= Your objective =
Continue the story about the professional scrappers Greg Loper and Ron Jordan, starting right after its last sentence.

= Given text =
Photo By: Mark Stehle
Ron Jordan (left) and Greg Loper, professional scrappers. (CLICK IMAGE FOR LARGER VERSION) |
Greg Loper pulls up to the curb in front of his house, steering his worn mountain bike with one hand and holding a cell phone in the other, scowling at the voice coming through it.
"I'm at my house, man! Waiting for you!" he shouts into the mouthpiece. The voice says something back, and Greg hangs up. He stares at the silent phone for a second. Greg is skinny, an unimposing black man of 46 years, but his arms have the lean strength that comes from decades of labor. In one quick motion, he picks up his bike and throws it. It lands noisily in the gutter.
"Goddamn sonofabitch!" he shouts.
It's been a bad morning. Greg and his business partner, Ron, were supposed to hit the road to go collect metal at 8 a.m. sharp. But Ron didn't show, and Greg had to walk the kids to summer school, rushing back on his bike so as not to lose any more time. Now, Ron says he's got to take his girlfriend somewhere — the doctor's, the lawyer's, somewhere.

= Extracted data =
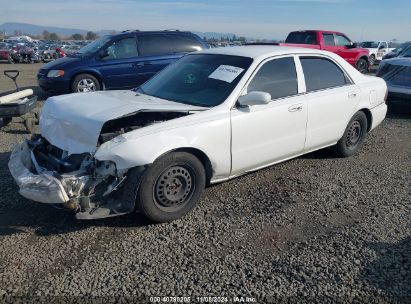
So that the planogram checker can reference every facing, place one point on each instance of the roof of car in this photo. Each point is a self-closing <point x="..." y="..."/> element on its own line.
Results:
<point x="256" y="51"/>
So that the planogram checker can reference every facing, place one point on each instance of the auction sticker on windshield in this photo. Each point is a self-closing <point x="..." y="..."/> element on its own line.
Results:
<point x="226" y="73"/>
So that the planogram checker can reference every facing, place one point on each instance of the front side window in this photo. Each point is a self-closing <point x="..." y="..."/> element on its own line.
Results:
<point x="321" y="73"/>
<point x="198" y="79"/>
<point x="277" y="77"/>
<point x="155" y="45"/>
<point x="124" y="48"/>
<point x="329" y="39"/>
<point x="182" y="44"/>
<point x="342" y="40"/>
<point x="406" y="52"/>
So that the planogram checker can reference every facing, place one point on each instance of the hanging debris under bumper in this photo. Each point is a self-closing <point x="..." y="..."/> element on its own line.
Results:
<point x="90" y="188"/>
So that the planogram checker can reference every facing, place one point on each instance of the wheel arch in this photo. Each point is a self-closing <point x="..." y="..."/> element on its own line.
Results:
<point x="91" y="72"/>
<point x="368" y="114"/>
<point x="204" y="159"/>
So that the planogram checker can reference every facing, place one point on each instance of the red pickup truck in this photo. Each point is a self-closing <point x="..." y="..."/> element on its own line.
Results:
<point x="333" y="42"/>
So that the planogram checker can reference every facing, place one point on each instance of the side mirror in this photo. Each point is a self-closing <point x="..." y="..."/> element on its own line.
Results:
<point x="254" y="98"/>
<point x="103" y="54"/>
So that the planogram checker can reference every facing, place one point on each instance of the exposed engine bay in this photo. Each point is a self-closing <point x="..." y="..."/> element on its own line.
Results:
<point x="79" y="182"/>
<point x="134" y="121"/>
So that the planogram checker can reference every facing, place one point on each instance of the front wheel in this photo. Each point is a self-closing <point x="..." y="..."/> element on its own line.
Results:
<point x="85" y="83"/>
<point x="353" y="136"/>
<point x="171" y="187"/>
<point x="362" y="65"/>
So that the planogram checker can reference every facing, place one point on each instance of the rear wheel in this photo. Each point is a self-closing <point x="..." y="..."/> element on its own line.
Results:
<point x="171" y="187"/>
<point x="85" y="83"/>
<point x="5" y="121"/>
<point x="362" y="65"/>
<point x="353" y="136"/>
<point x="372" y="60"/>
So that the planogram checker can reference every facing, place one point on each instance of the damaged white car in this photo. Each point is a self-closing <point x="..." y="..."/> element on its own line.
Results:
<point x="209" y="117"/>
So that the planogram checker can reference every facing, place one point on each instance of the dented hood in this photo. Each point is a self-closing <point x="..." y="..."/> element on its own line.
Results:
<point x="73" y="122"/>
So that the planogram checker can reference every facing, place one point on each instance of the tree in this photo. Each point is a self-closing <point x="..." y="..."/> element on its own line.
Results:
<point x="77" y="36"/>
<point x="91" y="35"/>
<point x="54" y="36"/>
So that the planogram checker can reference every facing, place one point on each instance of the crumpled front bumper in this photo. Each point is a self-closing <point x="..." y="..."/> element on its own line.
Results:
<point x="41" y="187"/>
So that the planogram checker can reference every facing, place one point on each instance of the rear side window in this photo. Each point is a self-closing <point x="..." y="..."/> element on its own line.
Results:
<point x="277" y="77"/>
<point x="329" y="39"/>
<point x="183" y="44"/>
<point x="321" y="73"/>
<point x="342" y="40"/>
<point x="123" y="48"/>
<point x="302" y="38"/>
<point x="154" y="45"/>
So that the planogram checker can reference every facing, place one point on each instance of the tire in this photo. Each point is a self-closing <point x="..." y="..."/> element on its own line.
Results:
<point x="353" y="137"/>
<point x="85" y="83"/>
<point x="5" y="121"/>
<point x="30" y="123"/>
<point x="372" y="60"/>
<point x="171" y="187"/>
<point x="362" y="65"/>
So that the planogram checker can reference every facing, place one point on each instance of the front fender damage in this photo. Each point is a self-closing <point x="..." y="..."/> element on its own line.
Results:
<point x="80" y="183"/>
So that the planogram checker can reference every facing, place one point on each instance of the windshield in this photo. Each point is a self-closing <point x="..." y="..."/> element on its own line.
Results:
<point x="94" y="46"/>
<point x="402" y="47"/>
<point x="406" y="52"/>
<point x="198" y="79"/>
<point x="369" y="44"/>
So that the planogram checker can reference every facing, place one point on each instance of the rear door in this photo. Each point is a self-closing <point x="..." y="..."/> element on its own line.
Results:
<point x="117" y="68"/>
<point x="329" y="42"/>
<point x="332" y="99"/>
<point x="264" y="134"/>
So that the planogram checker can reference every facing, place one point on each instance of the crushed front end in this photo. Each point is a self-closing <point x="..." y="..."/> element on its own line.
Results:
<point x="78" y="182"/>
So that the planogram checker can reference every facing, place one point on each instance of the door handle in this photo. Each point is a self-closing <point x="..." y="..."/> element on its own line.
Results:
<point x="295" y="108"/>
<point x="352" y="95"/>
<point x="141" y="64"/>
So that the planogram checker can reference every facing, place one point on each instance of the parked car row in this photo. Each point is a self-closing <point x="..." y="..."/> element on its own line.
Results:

= Answer to this exercise =
The problem is, no Ron means no truck, and no truck means no metal, and no metal means no money — unless Greg wants to go back to pushing around the shopping cart, like he used to in the days before he met Ron.
"I got some metal 'round back," he says finally. After a tortured pause, he adds: "We'll take the cart."
The backyard of Greg's Kensington row home is a tiny square plot, crowded with a half-dozen tidy piles of what looks like junk — old tires, lengths of wire, bricks, buckets. The shopping cart stands in the middle, empty. Greg eyes it with the sort of look a lumberjack might give a Swiss army knife.
Still fuming, he picks up a brick and hurls it at a discarded glass pane, shattering the glass in a single violent instant. A trace of satisfaction passes through his face at the sound.
He walks over, gingerly picks up the frame and sets it in the cart.
"Aluminum," he says, the anger suddenly gone from his voice. As he putters around the yard, collecting bits of metal, prying the plastic casing off a Yuengling sign, a calm comes over him. He gathers a yard of wire housed in yellow plastic — "copper," he says. "You can get paid for wire, if you get enough of it."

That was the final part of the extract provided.